* WHAT YOU SHOULD DO: Pick every line with "stem" from the material below.

• • • • • • •

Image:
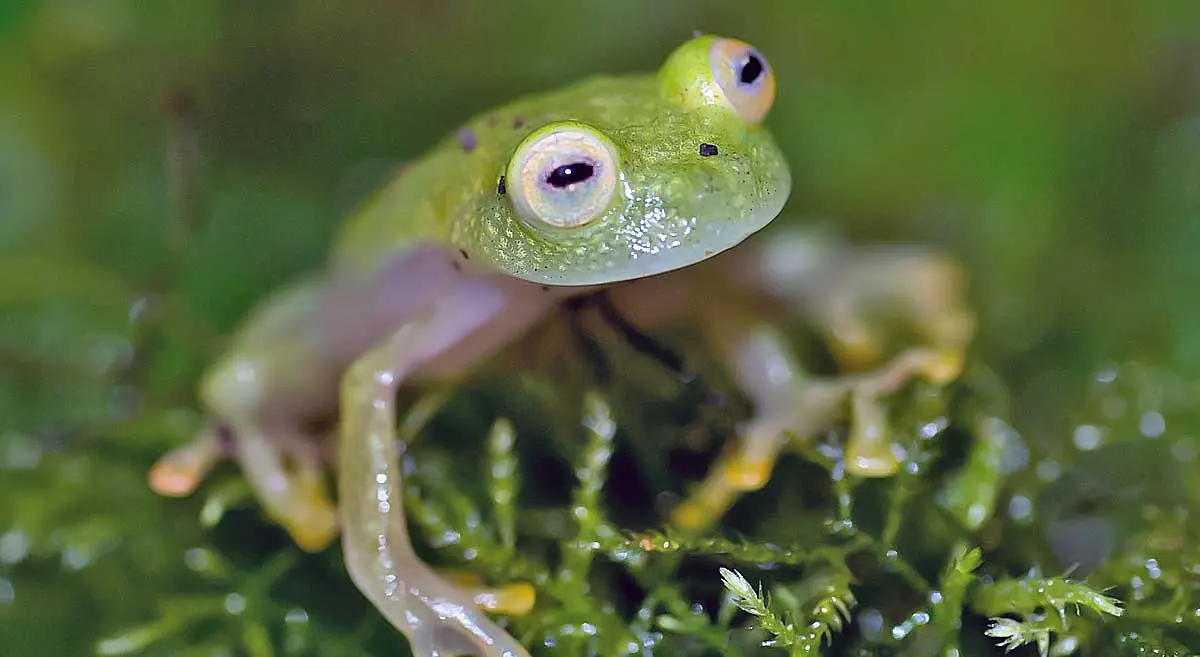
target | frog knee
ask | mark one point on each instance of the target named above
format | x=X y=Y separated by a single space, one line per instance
x=234 y=384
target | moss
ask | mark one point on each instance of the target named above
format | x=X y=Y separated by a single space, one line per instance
x=1048 y=500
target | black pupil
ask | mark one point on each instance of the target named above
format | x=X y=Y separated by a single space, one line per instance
x=570 y=174
x=751 y=70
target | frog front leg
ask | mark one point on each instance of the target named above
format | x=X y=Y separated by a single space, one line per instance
x=789 y=404
x=269 y=380
x=851 y=295
x=378 y=552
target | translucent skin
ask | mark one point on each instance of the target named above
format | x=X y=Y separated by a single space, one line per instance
x=673 y=205
x=441 y=270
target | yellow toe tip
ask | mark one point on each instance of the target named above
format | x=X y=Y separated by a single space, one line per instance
x=943 y=367
x=513 y=600
x=173 y=481
x=747 y=476
x=689 y=516
x=316 y=532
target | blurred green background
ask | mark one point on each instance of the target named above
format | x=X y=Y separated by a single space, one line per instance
x=1054 y=146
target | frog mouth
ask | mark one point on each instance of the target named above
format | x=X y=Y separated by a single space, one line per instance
x=640 y=258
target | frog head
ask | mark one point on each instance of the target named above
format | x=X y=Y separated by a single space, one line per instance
x=621 y=178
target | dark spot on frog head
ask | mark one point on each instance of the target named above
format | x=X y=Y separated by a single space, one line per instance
x=751 y=70
x=467 y=139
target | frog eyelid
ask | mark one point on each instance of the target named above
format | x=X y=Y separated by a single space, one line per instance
x=745 y=78
x=562 y=175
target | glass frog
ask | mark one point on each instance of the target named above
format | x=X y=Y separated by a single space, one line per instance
x=635 y=186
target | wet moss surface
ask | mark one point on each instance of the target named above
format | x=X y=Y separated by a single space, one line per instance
x=1045 y=500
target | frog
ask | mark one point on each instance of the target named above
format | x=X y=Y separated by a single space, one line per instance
x=634 y=186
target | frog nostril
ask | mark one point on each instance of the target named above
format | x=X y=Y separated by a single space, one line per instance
x=751 y=70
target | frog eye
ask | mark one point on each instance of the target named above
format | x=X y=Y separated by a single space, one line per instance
x=744 y=76
x=563 y=175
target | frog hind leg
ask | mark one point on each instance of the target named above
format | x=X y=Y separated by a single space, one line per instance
x=851 y=293
x=270 y=360
x=379 y=555
x=790 y=404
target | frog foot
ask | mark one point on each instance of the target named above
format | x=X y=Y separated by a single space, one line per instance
x=921 y=293
x=813 y=408
x=295 y=496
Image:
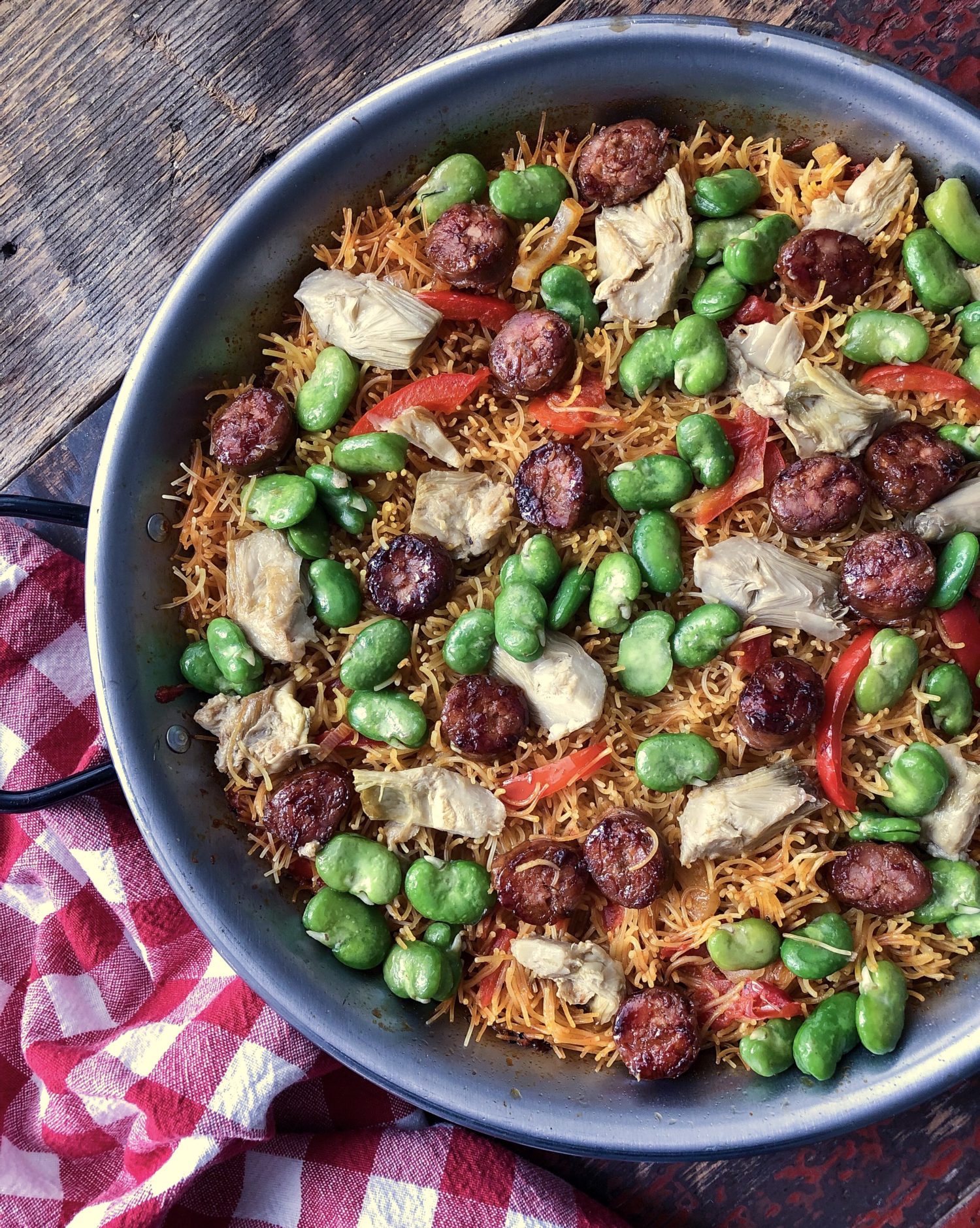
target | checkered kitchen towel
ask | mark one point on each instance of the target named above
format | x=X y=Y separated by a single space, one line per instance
x=140 y=1081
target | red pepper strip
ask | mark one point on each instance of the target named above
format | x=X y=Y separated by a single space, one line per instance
x=919 y=377
x=441 y=395
x=747 y=433
x=839 y=688
x=487 y=310
x=543 y=781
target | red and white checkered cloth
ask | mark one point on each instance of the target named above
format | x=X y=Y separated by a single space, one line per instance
x=140 y=1080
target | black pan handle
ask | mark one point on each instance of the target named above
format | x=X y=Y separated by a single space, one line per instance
x=11 y=801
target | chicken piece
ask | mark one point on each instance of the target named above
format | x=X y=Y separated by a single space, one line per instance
x=643 y=254
x=583 y=973
x=736 y=812
x=465 y=511
x=371 y=320
x=826 y=414
x=871 y=202
x=565 y=688
x=268 y=596
x=762 y=359
x=429 y=797
x=768 y=586
x=265 y=732
x=949 y=831
x=420 y=427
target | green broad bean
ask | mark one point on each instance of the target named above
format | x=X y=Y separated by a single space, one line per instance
x=374 y=452
x=747 y=944
x=361 y=867
x=918 y=778
x=931 y=268
x=726 y=193
x=703 y=444
x=700 y=357
x=886 y=678
x=457 y=180
x=575 y=586
x=647 y=361
x=881 y=1006
x=282 y=500
x=704 y=634
x=875 y=337
x=354 y=931
x=650 y=483
x=375 y=655
x=457 y=892
x=566 y=290
x=520 y=614
x=955 y=215
x=955 y=569
x=752 y=259
x=719 y=295
x=326 y=395
x=311 y=537
x=768 y=1049
x=645 y=663
x=530 y=195
x=388 y=716
x=656 y=547
x=819 y=948
x=615 y=588
x=336 y=597
x=668 y=761
x=952 y=708
x=469 y=642
x=826 y=1035
x=233 y=654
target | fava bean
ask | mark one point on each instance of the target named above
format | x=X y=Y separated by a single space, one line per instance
x=668 y=761
x=653 y=482
x=819 y=948
x=469 y=642
x=457 y=892
x=388 y=716
x=881 y=1006
x=700 y=357
x=326 y=395
x=280 y=500
x=566 y=291
x=886 y=678
x=704 y=634
x=351 y=930
x=645 y=663
x=768 y=1049
x=875 y=337
x=918 y=778
x=615 y=588
x=336 y=597
x=826 y=1035
x=375 y=655
x=456 y=180
x=361 y=867
x=703 y=444
x=647 y=361
x=726 y=193
x=530 y=195
x=656 y=547
x=520 y=613
x=952 y=708
x=931 y=268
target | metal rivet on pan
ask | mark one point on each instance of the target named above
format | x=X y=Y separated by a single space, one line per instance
x=178 y=738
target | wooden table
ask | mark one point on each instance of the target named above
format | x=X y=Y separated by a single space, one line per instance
x=125 y=129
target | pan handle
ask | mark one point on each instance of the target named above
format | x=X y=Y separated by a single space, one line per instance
x=20 y=802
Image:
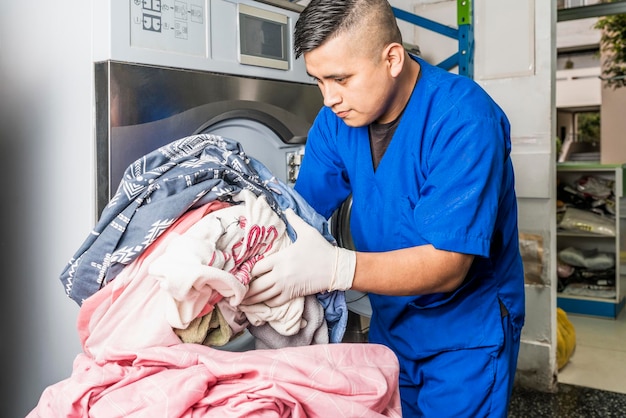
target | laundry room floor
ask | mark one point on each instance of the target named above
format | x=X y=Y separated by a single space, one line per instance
x=593 y=382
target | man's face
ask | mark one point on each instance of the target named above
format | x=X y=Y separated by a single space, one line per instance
x=354 y=81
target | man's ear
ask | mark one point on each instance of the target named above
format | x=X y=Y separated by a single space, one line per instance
x=394 y=56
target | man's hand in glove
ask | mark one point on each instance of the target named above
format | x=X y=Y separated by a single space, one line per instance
x=310 y=265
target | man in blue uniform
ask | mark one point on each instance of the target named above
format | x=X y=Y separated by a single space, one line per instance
x=424 y=154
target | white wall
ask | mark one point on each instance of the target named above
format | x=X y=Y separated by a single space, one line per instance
x=48 y=194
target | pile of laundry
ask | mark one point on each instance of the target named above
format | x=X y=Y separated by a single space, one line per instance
x=160 y=281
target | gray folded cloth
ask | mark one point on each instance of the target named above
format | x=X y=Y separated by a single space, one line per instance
x=315 y=331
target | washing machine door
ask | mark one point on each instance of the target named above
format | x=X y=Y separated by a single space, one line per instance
x=263 y=135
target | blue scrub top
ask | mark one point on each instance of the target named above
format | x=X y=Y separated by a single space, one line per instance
x=446 y=179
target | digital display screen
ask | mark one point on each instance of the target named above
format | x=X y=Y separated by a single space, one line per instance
x=263 y=38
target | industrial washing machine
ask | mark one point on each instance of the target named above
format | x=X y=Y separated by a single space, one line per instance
x=225 y=67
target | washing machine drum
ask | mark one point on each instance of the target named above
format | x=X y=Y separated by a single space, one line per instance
x=278 y=144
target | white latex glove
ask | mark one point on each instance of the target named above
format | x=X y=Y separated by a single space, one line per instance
x=310 y=265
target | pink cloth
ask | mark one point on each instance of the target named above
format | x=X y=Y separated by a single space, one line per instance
x=134 y=365
x=191 y=380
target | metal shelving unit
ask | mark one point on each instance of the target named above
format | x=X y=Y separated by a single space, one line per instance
x=613 y=244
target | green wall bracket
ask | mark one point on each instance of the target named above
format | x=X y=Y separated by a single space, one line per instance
x=464 y=57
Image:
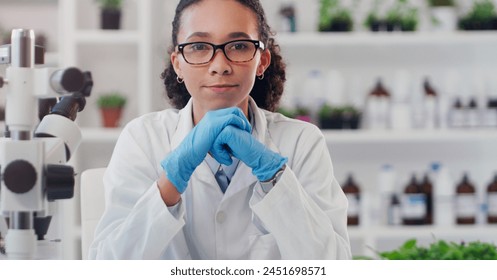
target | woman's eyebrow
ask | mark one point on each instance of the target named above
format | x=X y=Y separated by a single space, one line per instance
x=199 y=34
x=232 y=35
x=236 y=35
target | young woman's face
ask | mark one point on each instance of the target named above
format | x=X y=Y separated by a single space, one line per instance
x=220 y=83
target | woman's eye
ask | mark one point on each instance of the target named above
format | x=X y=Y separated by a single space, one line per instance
x=199 y=47
x=239 y=46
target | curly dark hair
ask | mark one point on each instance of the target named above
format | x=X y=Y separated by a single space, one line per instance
x=266 y=92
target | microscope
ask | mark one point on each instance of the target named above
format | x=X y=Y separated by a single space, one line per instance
x=41 y=105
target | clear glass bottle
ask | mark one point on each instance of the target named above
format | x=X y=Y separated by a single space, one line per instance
x=492 y=201
x=465 y=202
x=413 y=204
x=352 y=191
x=430 y=106
x=427 y=189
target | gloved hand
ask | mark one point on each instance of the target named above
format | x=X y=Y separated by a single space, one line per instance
x=182 y=161
x=242 y=145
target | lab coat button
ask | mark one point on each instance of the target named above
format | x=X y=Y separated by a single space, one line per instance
x=221 y=217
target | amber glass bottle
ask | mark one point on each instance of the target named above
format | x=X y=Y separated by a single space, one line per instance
x=352 y=191
x=427 y=189
x=465 y=202
x=492 y=201
x=413 y=204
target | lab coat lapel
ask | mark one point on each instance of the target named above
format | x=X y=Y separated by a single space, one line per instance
x=243 y=177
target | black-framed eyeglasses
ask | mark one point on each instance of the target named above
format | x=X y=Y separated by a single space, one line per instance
x=197 y=53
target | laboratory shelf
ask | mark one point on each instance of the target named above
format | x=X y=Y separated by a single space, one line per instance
x=368 y=39
x=411 y=136
x=107 y=37
x=100 y=135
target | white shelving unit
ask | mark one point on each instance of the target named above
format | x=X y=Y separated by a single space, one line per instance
x=132 y=58
x=361 y=58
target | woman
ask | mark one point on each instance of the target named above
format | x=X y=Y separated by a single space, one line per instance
x=223 y=177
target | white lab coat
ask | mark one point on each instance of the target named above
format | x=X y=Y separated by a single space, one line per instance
x=302 y=217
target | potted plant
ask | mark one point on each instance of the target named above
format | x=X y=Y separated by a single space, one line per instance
x=401 y=17
x=351 y=117
x=443 y=15
x=111 y=106
x=110 y=13
x=329 y=117
x=481 y=17
x=409 y=19
x=333 y=17
x=373 y=21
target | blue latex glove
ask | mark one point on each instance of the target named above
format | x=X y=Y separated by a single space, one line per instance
x=242 y=145
x=182 y=161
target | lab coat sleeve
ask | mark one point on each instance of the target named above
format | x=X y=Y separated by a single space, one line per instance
x=136 y=223
x=306 y=211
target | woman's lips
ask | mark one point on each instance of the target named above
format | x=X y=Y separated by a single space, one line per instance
x=221 y=88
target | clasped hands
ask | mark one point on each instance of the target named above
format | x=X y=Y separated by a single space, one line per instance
x=223 y=133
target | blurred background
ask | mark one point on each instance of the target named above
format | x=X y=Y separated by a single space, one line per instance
x=404 y=92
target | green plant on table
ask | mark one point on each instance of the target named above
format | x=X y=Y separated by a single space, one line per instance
x=441 y=3
x=111 y=100
x=442 y=250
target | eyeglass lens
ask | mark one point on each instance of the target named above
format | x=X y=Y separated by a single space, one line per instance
x=237 y=51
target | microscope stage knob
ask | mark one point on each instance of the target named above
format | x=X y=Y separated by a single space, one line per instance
x=19 y=176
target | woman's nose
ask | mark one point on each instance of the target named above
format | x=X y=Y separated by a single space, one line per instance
x=220 y=64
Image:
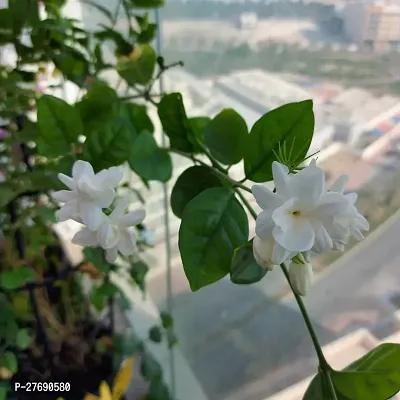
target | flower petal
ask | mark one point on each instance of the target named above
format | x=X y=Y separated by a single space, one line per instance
x=107 y=235
x=91 y=215
x=264 y=224
x=280 y=254
x=67 y=181
x=133 y=218
x=120 y=208
x=109 y=178
x=331 y=204
x=67 y=211
x=308 y=185
x=298 y=236
x=265 y=198
x=82 y=169
x=127 y=243
x=112 y=254
x=323 y=242
x=351 y=197
x=105 y=391
x=85 y=237
x=340 y=184
x=281 y=178
x=63 y=195
x=262 y=251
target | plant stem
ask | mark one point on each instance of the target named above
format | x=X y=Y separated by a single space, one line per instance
x=218 y=171
x=331 y=387
x=321 y=358
x=247 y=204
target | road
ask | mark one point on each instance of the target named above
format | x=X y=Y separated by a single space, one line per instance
x=227 y=330
x=362 y=281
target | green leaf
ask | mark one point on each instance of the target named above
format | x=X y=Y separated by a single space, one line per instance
x=124 y=48
x=99 y=105
x=7 y=193
x=191 y=183
x=137 y=114
x=23 y=339
x=244 y=268
x=197 y=129
x=290 y=126
x=319 y=390
x=158 y=391
x=138 y=67
x=138 y=272
x=166 y=320
x=226 y=137
x=147 y=3
x=175 y=122
x=376 y=376
x=150 y=161
x=95 y=255
x=213 y=225
x=4 y=386
x=109 y=145
x=59 y=125
x=102 y=294
x=46 y=214
x=17 y=277
x=8 y=360
x=155 y=334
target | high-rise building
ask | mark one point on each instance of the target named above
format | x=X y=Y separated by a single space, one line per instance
x=373 y=26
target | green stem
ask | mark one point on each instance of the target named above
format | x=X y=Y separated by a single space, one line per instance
x=213 y=160
x=247 y=204
x=330 y=383
x=218 y=171
x=321 y=358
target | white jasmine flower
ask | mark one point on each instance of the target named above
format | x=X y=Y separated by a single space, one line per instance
x=300 y=211
x=301 y=276
x=89 y=193
x=113 y=234
x=350 y=222
x=268 y=253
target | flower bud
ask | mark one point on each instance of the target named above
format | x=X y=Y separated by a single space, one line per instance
x=268 y=253
x=301 y=276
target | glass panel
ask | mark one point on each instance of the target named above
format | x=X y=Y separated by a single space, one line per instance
x=250 y=343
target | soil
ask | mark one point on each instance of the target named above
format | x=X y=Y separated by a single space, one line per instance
x=83 y=377
x=73 y=359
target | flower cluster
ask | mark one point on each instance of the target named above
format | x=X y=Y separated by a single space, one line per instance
x=89 y=194
x=302 y=216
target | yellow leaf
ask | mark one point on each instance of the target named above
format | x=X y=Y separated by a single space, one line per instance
x=90 y=396
x=105 y=392
x=123 y=378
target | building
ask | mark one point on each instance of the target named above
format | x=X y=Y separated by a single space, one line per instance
x=373 y=26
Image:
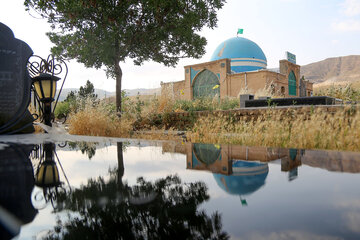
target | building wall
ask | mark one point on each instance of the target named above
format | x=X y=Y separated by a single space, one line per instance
x=174 y=90
x=233 y=84
x=286 y=68
x=221 y=68
x=256 y=82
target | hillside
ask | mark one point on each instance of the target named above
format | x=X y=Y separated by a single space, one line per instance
x=332 y=70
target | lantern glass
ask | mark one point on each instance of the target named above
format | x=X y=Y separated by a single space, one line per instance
x=46 y=89
x=45 y=86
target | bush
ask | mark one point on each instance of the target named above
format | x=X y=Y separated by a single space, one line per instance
x=62 y=109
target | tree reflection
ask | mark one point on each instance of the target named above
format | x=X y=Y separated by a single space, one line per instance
x=166 y=209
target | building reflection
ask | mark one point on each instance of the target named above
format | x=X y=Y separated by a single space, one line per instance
x=16 y=185
x=241 y=170
x=290 y=159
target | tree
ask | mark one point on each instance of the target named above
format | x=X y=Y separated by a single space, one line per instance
x=106 y=32
x=87 y=91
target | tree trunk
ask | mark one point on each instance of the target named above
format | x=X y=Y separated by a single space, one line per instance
x=121 y=170
x=118 y=77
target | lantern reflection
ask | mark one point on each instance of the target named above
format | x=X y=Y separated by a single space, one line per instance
x=47 y=175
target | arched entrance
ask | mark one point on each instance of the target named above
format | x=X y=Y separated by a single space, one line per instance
x=206 y=84
x=292 y=84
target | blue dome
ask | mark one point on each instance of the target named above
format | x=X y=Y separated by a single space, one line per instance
x=245 y=55
x=247 y=178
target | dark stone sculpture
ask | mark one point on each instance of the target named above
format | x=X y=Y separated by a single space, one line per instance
x=15 y=83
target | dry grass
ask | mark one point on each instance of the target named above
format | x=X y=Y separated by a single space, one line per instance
x=341 y=90
x=315 y=130
x=98 y=122
x=319 y=130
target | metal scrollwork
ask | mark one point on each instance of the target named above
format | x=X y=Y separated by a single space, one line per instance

• • • • • • •

* EXPECTED ANSWER:
target | plant stem
target | green stem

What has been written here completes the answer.